What to produce: Wherever the word "airplane" occurs in the listing, copy the whole line.

Material shown:
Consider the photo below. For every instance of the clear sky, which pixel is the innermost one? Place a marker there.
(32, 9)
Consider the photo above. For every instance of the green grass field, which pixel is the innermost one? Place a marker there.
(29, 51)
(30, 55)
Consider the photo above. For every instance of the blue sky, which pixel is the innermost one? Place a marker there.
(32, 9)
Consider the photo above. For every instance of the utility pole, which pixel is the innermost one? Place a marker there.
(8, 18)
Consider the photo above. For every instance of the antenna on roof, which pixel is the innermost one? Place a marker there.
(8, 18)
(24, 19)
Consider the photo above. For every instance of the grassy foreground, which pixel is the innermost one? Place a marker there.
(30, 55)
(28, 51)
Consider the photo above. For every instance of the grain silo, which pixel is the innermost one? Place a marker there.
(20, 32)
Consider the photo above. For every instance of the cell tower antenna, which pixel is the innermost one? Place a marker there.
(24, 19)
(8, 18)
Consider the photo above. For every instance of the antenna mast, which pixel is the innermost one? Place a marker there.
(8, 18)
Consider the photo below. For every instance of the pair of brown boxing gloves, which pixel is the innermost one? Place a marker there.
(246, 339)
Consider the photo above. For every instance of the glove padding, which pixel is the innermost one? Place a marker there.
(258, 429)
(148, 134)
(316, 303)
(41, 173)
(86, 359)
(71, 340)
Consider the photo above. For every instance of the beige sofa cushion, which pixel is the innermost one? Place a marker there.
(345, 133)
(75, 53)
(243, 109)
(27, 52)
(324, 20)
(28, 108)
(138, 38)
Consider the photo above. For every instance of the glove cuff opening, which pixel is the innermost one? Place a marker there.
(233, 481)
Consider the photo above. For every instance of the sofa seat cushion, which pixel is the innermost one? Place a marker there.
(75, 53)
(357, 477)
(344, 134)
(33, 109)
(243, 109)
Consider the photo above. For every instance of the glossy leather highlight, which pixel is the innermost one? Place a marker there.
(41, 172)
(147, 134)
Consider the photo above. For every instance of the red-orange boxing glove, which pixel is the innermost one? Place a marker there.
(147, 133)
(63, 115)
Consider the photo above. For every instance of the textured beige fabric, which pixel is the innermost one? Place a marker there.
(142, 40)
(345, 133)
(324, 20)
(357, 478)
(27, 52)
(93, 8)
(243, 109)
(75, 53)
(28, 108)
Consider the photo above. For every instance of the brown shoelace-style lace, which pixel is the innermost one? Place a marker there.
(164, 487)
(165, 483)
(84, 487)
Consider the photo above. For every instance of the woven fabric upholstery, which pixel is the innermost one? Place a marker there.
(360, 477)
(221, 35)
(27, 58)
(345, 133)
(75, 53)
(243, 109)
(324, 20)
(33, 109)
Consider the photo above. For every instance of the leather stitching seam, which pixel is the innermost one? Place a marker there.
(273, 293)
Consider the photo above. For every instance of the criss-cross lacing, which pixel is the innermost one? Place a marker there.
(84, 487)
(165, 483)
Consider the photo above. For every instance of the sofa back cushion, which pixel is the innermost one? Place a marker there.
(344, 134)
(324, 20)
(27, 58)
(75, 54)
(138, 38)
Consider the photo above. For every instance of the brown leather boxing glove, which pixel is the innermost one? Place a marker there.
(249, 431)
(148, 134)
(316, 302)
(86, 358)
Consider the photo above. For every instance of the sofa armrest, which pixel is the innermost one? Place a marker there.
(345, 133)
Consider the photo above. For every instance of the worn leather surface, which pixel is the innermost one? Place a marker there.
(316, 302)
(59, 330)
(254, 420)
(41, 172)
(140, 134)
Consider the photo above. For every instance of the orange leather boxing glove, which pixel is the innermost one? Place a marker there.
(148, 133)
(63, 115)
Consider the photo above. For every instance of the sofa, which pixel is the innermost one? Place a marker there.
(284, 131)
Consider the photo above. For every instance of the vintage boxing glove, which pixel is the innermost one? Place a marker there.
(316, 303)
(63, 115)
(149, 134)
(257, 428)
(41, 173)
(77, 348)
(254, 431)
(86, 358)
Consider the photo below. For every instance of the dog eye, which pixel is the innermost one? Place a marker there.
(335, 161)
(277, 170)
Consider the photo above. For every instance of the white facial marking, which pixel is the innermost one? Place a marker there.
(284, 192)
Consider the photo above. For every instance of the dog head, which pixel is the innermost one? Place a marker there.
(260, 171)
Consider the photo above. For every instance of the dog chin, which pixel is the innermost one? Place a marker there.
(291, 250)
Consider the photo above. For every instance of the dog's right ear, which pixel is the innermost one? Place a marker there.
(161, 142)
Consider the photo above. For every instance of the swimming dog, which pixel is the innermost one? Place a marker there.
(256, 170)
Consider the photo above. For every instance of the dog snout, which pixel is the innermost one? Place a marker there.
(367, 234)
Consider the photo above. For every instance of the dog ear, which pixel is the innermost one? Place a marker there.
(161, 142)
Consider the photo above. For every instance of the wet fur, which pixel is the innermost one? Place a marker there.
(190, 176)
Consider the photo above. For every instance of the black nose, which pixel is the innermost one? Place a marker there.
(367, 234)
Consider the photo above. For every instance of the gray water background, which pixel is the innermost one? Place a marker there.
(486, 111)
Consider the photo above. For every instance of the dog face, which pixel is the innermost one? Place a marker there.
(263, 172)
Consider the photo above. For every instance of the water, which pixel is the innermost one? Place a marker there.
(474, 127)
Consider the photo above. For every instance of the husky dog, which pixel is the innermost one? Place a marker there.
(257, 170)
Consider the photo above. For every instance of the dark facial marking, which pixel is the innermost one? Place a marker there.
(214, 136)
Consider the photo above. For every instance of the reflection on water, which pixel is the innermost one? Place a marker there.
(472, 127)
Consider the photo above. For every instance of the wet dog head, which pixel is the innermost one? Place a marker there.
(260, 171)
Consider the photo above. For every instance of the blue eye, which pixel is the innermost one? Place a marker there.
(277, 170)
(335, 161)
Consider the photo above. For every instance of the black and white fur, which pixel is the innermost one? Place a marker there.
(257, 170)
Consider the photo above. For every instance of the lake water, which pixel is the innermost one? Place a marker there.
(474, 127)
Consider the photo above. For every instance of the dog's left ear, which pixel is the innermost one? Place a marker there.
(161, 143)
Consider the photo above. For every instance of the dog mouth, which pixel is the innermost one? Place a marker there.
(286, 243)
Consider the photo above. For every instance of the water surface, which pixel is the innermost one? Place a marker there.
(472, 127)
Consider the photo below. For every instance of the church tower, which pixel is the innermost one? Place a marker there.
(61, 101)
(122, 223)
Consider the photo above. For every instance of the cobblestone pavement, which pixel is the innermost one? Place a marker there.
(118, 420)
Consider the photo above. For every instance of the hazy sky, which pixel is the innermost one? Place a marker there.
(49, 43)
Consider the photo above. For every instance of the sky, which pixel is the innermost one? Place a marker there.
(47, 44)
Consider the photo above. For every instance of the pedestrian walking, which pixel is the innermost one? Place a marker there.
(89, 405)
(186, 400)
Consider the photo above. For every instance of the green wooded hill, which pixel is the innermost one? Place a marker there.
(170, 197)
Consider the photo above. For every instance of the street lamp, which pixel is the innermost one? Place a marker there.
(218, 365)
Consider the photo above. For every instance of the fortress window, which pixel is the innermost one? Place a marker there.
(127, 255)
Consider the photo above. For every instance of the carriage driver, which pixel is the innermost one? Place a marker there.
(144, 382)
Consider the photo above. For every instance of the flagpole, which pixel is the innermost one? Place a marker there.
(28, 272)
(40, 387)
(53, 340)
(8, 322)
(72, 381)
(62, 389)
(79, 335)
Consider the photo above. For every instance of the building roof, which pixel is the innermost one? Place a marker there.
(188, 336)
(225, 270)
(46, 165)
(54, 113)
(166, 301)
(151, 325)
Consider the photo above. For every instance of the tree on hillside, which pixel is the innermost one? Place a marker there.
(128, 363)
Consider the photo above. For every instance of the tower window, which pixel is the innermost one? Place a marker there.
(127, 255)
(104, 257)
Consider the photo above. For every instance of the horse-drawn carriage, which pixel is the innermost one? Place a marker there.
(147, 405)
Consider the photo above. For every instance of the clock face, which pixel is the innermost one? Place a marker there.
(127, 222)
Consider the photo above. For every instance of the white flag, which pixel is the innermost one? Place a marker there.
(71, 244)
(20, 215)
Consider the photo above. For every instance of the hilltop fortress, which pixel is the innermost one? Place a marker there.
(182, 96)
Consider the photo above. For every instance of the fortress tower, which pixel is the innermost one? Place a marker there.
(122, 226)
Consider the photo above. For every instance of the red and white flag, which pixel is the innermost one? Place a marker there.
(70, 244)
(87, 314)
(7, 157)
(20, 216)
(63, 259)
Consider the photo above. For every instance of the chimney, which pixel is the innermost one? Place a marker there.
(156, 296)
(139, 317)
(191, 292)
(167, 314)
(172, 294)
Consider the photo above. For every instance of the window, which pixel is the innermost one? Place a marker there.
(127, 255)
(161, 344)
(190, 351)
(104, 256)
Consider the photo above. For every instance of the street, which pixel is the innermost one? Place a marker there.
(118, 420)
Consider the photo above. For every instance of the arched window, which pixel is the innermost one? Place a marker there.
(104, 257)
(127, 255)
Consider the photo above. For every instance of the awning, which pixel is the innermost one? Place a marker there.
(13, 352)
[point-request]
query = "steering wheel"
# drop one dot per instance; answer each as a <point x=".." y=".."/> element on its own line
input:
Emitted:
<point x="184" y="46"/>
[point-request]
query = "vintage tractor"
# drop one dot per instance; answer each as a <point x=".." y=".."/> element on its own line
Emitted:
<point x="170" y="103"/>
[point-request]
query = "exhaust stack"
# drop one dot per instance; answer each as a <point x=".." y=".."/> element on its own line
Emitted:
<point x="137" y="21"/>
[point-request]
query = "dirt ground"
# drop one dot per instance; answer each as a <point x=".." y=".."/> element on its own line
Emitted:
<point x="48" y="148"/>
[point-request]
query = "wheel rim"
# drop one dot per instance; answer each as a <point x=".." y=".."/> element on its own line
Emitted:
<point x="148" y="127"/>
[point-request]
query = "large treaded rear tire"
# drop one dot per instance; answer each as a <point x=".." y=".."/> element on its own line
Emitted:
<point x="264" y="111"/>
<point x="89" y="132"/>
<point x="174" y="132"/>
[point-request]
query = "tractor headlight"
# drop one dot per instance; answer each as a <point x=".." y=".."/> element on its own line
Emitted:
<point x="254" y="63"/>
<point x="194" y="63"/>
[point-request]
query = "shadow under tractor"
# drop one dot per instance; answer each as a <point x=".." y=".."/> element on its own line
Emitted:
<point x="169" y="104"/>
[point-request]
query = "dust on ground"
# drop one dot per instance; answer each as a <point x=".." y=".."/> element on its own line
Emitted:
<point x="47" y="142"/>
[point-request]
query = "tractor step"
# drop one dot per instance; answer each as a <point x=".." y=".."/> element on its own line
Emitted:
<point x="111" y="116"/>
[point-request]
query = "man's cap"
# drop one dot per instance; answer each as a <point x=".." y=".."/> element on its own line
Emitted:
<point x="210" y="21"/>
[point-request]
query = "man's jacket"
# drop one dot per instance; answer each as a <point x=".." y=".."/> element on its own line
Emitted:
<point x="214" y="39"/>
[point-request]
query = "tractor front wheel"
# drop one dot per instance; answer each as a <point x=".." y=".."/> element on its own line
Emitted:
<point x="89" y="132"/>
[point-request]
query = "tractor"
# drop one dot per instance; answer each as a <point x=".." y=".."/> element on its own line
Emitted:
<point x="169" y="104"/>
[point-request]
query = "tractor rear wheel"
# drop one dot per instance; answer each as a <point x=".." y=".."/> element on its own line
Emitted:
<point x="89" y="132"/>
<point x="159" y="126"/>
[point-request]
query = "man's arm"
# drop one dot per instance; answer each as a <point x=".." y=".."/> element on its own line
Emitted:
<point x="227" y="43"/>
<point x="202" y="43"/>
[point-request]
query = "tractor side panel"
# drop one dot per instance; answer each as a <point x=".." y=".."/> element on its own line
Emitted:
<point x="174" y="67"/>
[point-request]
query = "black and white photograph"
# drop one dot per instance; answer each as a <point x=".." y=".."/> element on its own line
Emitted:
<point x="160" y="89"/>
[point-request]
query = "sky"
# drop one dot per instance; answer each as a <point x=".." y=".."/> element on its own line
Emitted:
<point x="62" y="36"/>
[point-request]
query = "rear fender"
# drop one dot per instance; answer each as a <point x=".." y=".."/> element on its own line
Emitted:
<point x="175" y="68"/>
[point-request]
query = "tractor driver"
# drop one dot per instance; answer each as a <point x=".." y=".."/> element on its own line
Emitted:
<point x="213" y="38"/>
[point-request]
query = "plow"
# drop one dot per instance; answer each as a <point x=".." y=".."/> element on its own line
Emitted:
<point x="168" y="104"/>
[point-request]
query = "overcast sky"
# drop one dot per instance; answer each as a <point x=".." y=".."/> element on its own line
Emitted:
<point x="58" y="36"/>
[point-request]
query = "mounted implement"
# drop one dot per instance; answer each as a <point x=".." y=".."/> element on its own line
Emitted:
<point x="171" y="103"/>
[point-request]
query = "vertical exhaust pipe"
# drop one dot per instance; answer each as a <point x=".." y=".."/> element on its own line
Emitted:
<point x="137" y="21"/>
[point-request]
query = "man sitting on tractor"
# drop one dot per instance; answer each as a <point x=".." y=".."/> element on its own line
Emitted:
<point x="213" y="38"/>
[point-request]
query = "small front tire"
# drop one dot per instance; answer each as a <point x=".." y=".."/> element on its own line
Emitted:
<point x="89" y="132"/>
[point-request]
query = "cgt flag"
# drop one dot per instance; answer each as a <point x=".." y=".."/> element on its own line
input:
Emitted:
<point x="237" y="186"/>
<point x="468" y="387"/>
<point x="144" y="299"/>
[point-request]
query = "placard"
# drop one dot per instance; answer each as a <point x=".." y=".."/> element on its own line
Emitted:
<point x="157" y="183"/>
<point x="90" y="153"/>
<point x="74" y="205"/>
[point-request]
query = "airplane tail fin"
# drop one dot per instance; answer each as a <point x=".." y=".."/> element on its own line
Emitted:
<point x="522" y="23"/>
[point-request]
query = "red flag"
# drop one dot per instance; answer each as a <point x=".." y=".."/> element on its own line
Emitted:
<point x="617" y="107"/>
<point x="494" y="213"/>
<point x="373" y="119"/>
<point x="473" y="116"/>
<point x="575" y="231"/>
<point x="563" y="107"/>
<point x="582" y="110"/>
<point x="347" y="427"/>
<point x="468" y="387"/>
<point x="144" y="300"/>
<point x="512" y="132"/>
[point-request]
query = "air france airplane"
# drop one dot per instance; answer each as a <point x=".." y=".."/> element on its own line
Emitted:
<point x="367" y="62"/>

Reply to the task:
query = "airplane tail fin"
query = "air france airplane"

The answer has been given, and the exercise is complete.